▼▼▼
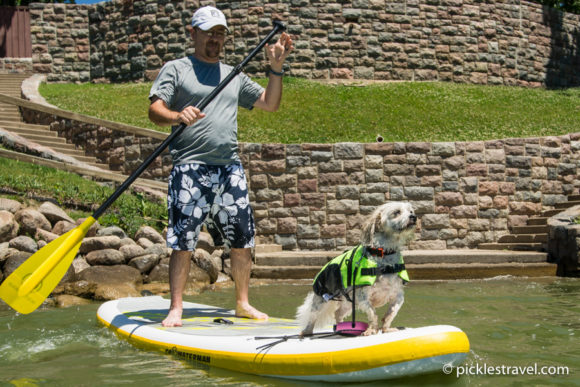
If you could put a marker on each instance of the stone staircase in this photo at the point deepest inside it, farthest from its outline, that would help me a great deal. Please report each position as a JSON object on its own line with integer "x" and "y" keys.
{"x": 273, "y": 263}
{"x": 534, "y": 235}
{"x": 11, "y": 120}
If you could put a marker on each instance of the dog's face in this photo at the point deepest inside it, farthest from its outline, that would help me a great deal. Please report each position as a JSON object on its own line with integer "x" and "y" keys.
{"x": 392, "y": 223}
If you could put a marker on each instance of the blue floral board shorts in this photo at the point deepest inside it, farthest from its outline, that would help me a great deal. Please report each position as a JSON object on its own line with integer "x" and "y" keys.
{"x": 214, "y": 194}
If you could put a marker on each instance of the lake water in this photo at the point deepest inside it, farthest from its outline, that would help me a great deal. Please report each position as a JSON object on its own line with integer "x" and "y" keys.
{"x": 522, "y": 327}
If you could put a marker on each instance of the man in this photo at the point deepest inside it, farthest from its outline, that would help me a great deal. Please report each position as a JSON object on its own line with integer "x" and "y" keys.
{"x": 207, "y": 181}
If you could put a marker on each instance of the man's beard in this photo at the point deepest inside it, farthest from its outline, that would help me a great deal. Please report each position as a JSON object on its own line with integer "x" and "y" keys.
{"x": 212, "y": 50}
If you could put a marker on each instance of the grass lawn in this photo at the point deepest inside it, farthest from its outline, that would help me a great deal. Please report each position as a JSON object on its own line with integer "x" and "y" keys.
{"x": 34, "y": 182}
{"x": 315, "y": 112}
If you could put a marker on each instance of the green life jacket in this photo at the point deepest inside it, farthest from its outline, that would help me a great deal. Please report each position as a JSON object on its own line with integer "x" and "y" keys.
{"x": 352, "y": 268}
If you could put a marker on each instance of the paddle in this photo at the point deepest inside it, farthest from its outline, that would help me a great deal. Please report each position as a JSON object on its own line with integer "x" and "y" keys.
{"x": 31, "y": 283}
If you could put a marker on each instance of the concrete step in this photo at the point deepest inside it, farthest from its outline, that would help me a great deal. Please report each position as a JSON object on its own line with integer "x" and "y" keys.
{"x": 419, "y": 257}
{"x": 22, "y": 125}
{"x": 32, "y": 131}
{"x": 523, "y": 238}
{"x": 441, "y": 271}
{"x": 567, "y": 204}
{"x": 550, "y": 213}
{"x": 44, "y": 140}
{"x": 8, "y": 109}
{"x": 540, "y": 229}
{"x": 537, "y": 221}
{"x": 538, "y": 246}
{"x": 10, "y": 116}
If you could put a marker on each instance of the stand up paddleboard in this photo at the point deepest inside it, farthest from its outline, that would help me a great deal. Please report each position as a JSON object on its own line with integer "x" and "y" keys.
{"x": 212, "y": 336}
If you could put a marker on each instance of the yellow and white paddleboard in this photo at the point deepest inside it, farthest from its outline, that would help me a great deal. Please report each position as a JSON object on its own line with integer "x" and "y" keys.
{"x": 212, "y": 336}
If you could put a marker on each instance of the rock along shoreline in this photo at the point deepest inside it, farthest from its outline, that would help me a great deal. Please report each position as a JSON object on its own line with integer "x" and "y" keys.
{"x": 110, "y": 264}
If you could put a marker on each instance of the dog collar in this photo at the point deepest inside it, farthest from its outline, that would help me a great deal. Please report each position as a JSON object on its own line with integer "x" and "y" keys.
{"x": 379, "y": 251}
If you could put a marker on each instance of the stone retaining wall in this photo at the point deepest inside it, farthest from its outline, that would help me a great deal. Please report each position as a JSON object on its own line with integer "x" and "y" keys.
{"x": 501, "y": 42}
{"x": 316, "y": 196}
{"x": 60, "y": 41}
{"x": 564, "y": 242}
▲▲▲
Task brief: Pictures must be left out when the records are transcribed exactly.

Reply to the task:
If you could put a marker on each instance of the stone staircase in this photo at the point deepest inside it, farthest from its outline, that would help me a great deal. Please report each position as a JSON object on its own line with integer "x" and "y" keys.
{"x": 273, "y": 263}
{"x": 534, "y": 235}
{"x": 11, "y": 120}
If you could put a marker on each instance of the dog's face in this photo at the point deepest inside it, farthest from its outline, that would help me a great deal. Please report each position as a JSON object on its own line with integer "x" and "y" keys.
{"x": 392, "y": 223}
If you could put a marker on each instance of the blue floral board shorts in this photo at the point deepest inside it, farthest from its outline, that would help me a great deal. Please report each position as a JSON object on its own line with integer "x" and "y" keys.
{"x": 214, "y": 194}
If you could put a marker on each instance of the lake water in this photo at the point deepest inside it, farthest from its outline, that would help me a great deal. Please report each position as a JSON object on its own line with integer "x" and "y" keys.
{"x": 522, "y": 327}
If you could put a marker on each instance of the man in this photo at the point deepest inside it, farthest from its outline, that would help me a great deal. Please report each position as a JSON object on its own line with integer "x" and "y" keys.
{"x": 207, "y": 181}
If you could put a marker on each instance of the man's beard in this photo at the point deepest inside it, farthest from its outline, that would help me a great deal. Please report each position as a JSON object on its own line with integer "x" and "y" keys.
{"x": 212, "y": 50}
If you could put a marker on each instance of the grass lawn in this photo at the point deepest inside it, farthest from its outline, that would help me a great deal. Please report each position as a JSON object on its own line with integer "x" and "y" keys.
{"x": 34, "y": 182}
{"x": 315, "y": 112}
If you could put a marker on each instance of the green life jacket in this photo at the point deepest inside it, farthest from its outline, that would help me a great deal. Please report each position as a JSON object on its own line with integer "x" and "y" keys.
{"x": 352, "y": 268}
If you could put a marker on each instance of the paddle in this photo at the point deepest inside it, farthest from its outline, that would help me a great deal. Please report each position as a JSON object on its own line with integer "x" and "y" keys.
{"x": 31, "y": 283}
If you could put a marker on each instance of the concrete step in this photo at the point deepest inside it, farthest from its outline, that would help me a great deal. Please report each position as a JSON object on its own line with integer "x" and "y" keys.
{"x": 419, "y": 257}
{"x": 22, "y": 125}
{"x": 32, "y": 131}
{"x": 523, "y": 238}
{"x": 441, "y": 271}
{"x": 567, "y": 204}
{"x": 550, "y": 213}
{"x": 44, "y": 140}
{"x": 8, "y": 109}
{"x": 540, "y": 229}
{"x": 537, "y": 221}
{"x": 538, "y": 246}
{"x": 10, "y": 116}
If you could put a marker on each instance of the stand up paddleboard in this photo at the point deepest inside it, farthest from its outline, that would help me a great deal. Please report each position as a JSON object on its own line with integer "x" and "y" keys.
{"x": 212, "y": 336}
If you could put a marker on each instance of the yellow and white paddleboard in this photo at the point deepest inside it, farthest from its outline, that would help me a great deal. Please report each position as a JSON object on its own line with integer "x" and "y" keys.
{"x": 212, "y": 336}
If you could put a marker on each instance of the rock along shoreline in this photo at the point deepest inside it, farthest from its outline, that would help me a great deal. Please report each position as a JSON object on its own line with integer "x" and "y" keys.
{"x": 110, "y": 264}
If you could put a marker on each instance of the dog collar in this photo at the point deepest inside it, farthest from its outline, that would help me a great deal. Please report each position as a JSON object on its own line with integer "x" and "y" keys.
{"x": 379, "y": 251}
If you could put a marker on each instance of the stone retaining wall in this photo at the point deepest inside it, farthest from its outline, that would help me a great deal. Please report each position as a JSON object on its own line with integer "x" and "y" keys.
{"x": 501, "y": 42}
{"x": 316, "y": 196}
{"x": 60, "y": 41}
{"x": 564, "y": 242}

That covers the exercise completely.